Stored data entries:
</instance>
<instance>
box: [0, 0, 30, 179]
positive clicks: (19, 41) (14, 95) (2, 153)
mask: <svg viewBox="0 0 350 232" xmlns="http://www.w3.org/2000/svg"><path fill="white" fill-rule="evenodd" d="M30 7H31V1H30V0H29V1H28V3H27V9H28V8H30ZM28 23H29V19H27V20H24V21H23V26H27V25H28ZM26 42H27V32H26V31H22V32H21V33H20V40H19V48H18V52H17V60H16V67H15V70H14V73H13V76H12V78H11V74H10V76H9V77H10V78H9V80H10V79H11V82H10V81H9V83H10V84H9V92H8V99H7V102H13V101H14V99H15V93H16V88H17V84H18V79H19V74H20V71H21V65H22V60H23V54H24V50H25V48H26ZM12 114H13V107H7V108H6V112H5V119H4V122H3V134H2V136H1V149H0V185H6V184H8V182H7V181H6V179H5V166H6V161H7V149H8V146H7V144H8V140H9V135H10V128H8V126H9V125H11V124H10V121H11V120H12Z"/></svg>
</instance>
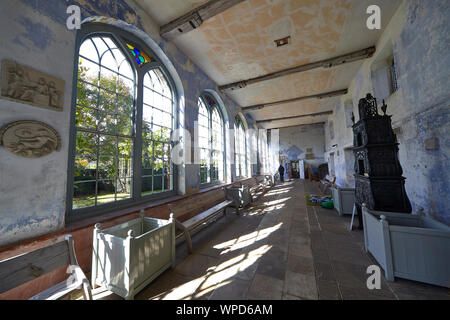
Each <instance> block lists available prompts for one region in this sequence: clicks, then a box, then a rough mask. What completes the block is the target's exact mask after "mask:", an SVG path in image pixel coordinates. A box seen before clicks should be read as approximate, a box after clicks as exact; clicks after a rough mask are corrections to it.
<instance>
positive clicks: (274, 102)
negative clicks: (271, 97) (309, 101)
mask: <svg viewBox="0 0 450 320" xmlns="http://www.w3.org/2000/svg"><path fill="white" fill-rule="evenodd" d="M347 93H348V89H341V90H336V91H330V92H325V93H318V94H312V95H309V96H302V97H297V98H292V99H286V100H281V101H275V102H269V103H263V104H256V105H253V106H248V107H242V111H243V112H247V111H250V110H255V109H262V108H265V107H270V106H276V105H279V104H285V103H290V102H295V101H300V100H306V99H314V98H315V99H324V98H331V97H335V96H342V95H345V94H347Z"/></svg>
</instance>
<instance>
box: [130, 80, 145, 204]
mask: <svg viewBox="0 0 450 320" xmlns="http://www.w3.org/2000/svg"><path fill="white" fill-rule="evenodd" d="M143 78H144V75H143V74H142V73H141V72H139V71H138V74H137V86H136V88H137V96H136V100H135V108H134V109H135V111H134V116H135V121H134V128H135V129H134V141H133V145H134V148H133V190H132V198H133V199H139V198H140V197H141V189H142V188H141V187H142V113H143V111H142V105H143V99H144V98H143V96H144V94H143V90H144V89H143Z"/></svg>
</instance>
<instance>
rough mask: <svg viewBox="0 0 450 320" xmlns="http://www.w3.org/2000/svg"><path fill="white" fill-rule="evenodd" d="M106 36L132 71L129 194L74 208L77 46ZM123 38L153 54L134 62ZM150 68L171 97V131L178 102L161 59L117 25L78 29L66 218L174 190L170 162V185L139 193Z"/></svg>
---
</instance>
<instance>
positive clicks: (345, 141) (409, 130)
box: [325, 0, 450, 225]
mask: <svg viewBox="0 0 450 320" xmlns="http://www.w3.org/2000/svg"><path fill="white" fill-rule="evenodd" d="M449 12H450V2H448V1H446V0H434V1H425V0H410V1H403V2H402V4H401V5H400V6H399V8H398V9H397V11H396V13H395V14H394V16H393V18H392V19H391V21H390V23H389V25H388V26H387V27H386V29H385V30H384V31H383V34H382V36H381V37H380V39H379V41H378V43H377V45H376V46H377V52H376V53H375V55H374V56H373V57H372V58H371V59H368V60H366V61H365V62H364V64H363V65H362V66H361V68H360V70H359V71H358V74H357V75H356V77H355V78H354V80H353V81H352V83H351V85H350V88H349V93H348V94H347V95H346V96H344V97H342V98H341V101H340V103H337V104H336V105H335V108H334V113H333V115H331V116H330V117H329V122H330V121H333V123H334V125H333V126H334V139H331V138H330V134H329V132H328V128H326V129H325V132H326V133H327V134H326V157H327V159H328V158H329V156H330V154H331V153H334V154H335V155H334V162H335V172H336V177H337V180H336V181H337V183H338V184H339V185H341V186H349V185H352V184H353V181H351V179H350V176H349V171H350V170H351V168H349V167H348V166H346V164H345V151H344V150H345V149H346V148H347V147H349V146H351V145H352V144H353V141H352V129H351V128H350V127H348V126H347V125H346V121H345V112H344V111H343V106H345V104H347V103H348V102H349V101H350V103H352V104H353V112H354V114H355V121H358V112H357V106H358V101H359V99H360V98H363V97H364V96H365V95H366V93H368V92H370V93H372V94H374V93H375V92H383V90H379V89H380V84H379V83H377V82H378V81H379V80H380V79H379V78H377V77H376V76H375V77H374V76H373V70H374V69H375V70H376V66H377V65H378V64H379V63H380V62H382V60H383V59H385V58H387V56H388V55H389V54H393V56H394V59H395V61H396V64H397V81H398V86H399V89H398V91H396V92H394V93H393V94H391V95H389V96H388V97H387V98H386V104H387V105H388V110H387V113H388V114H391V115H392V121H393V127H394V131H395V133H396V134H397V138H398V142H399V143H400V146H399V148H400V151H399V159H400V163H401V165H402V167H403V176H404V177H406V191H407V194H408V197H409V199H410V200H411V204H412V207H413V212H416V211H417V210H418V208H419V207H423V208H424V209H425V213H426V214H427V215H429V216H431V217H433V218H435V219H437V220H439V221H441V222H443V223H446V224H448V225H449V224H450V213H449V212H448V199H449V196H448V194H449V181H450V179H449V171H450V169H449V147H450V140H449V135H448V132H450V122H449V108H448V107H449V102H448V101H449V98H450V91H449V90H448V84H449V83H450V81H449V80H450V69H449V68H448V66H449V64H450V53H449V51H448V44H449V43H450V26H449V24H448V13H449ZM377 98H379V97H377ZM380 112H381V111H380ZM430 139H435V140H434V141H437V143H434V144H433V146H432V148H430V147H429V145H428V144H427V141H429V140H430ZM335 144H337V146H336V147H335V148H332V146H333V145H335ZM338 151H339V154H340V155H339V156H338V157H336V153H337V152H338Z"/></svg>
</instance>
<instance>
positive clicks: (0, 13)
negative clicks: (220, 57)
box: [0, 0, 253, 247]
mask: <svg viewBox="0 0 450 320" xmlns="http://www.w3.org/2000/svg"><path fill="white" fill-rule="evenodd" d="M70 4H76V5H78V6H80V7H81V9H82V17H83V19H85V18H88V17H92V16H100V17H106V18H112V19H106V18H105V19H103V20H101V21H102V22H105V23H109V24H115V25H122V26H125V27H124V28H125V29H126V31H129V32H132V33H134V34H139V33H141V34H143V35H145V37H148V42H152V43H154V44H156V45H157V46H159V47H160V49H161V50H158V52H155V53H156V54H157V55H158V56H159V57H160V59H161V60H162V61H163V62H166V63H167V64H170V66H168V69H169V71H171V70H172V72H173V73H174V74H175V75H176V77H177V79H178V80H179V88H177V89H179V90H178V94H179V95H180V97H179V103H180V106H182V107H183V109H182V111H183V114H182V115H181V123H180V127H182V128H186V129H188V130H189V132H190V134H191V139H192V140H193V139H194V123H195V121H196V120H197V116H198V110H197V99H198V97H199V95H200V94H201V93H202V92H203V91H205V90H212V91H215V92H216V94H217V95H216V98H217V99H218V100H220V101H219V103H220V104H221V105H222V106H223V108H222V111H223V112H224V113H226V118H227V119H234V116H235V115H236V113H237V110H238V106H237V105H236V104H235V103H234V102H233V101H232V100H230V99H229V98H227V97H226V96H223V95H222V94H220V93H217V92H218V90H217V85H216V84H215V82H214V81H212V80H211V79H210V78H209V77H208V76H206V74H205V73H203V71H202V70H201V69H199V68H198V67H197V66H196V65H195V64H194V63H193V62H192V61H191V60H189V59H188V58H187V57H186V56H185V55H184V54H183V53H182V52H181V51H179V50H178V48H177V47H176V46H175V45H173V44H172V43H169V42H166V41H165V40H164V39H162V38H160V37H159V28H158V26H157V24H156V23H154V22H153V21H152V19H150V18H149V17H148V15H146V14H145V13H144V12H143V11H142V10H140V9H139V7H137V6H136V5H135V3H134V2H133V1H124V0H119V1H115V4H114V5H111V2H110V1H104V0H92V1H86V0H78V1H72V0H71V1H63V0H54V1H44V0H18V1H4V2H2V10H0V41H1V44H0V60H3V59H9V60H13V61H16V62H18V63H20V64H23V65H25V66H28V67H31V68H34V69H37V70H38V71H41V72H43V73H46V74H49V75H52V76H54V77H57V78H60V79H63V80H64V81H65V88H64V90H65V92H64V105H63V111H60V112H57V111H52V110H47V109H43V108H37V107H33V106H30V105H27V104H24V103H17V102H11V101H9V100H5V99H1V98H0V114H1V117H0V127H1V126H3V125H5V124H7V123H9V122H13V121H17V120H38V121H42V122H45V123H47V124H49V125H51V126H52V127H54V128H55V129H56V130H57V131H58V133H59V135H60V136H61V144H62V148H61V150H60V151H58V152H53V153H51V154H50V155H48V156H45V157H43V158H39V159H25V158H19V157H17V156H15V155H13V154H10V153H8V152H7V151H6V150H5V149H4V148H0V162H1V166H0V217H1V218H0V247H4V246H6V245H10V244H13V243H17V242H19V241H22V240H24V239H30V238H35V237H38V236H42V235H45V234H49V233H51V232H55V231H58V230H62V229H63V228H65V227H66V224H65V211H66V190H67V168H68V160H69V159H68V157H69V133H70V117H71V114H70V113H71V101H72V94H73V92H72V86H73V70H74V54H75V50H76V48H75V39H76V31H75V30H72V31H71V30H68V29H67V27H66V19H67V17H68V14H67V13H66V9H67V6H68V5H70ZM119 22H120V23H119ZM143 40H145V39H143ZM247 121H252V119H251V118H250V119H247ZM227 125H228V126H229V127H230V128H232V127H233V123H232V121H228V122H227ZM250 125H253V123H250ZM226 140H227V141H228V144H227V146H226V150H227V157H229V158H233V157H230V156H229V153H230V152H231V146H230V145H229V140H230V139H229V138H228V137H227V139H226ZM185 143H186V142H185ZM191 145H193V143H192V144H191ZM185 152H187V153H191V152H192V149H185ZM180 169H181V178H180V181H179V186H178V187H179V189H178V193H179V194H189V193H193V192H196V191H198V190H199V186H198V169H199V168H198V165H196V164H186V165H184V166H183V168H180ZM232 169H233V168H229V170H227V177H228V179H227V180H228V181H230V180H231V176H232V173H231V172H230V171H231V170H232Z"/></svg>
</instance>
...
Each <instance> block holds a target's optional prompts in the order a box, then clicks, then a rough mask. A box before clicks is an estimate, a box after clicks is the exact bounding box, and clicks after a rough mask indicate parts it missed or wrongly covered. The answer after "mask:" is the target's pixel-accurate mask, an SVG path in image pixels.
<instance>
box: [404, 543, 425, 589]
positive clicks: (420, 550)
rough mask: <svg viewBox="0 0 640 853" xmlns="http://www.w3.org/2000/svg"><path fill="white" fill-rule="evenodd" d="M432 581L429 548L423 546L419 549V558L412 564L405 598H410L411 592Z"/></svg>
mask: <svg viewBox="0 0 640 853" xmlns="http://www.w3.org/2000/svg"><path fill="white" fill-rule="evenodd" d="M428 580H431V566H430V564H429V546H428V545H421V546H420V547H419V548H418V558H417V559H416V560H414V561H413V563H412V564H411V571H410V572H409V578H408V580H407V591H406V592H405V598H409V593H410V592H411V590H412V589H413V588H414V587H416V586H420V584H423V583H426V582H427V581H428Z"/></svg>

**WHAT TO WORK ON:** Gather all lines from the records above in which "image" appears.

**TASK OUTPUT:**
Each <instance> block lists available prompts for one region in this sequence: clicks, then a box, then a rough mask. What completes the block is the target's exact mask after "mask:", an SVG path in image pixel coordinates. A box seen before clicks should be read as approximate, a box after clicks as exact; clicks after a rough mask are corrections to it.
Each <instance> block holds a target's optional prompts in the order a box, then clicks, then a rough mask. A box before clicks is an estimate, a box after clicks is the exact bounding box, and clicks after a rough mask indicate parts it missed or wrongly covered. The answer after "mask:" is the target's pixel-accurate mask, an SVG path in image pixels.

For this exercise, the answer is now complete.